Entries supplied —
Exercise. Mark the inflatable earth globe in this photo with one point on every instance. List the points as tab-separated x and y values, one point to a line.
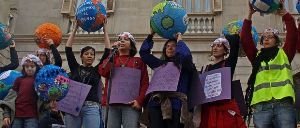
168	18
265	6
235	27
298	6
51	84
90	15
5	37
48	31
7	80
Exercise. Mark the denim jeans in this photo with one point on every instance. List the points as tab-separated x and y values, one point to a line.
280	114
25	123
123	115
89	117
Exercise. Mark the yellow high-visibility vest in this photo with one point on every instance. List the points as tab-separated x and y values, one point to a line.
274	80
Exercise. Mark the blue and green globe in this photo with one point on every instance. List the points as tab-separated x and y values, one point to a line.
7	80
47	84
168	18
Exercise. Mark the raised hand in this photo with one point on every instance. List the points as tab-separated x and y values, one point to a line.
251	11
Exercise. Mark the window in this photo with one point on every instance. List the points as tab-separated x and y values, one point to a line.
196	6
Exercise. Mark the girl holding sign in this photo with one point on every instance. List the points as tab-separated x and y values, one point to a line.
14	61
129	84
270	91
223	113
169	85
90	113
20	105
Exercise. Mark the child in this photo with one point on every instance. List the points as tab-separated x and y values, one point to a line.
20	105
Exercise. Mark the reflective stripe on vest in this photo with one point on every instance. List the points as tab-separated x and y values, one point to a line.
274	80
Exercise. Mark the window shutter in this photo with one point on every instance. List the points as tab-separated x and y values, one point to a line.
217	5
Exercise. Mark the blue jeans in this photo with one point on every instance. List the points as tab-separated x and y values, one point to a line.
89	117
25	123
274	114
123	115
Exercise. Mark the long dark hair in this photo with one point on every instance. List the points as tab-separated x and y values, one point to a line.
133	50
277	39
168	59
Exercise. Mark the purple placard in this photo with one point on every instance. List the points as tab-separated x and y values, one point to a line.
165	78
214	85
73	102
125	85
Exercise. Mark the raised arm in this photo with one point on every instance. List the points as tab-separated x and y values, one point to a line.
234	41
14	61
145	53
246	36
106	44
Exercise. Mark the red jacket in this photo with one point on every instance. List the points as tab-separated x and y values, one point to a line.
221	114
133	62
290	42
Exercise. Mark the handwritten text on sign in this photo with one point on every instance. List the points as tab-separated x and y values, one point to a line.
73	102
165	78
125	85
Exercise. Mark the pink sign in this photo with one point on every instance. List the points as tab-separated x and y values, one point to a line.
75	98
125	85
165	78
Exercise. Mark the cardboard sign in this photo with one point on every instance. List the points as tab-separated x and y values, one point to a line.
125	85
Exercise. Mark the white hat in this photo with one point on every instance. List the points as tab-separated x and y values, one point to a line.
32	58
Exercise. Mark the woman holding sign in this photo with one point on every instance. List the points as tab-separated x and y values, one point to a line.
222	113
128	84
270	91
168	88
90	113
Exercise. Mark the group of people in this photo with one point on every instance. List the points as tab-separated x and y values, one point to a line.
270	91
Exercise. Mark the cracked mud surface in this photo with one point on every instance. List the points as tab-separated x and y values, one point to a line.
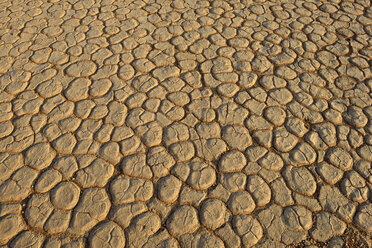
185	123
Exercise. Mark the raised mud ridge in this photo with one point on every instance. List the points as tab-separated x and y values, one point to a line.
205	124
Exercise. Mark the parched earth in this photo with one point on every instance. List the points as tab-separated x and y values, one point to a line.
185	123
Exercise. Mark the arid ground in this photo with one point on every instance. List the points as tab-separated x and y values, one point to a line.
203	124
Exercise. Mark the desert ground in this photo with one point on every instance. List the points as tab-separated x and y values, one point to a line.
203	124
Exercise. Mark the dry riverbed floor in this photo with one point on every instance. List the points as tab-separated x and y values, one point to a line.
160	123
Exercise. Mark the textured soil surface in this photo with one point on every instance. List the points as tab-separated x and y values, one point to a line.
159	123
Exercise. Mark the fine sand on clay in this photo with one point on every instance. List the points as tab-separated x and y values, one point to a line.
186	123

What you need to do — Swap "photo" for "image" in the stretch from the row containing "Exercise. Mark the white" through the end of the rows, changing nothing else. Leave the pictures out.

Solved exercise —
Exercise. Mark the white hat in this image with one point on every instance. List the points as tab-separated x and y values, one point to a line.
32	58
Exercise. Mark the woman holding sign in this image with one point on every instance. List the points as tab-separated x and y values, one point to a line.
222	113
128	84
270	91
168	88
90	113
Exercise. Mark the group of people in this image with one point on every instance. List the points as tab-separated x and y values, one point to a line.
270	91
Exercise. Mark the cracked mud surface in this image with one point on every instance. List the points as tab-separated x and y values, one point to a line.
185	123
Exercise. Mark the raised mud ridge in this image with one point on every instance. List the points as tab-separated x and y values, one point to a line.
205	124
Exercise. Mark the parched earth in this image with one point on every instance. List the points as tab-separated x and y values, one point to a line.
185	123
Exercise. Mark the arid ground in this image with one point on every instance. List the points as tab-separated x and y values, one point to a line.
203	124
Exercise. Mark the desert ground in this image with one point on every instance. List the points as tab-separated x and y values, one point to a line.
203	124
Exercise. Mark the dry riverbed floor in this image with one point on every instance. List the points as tab-separated x and y values, one point to a line.
160	123
Exercise. Mark the textured soil surface in this image with one point on every instance. List the points as tab-separated x and y values, one point to a line.
159	123
Exercise. Mark the fine sand on clay in this image with one point on every instance. List the points as tab-separated x and y values, one point to a line.
186	123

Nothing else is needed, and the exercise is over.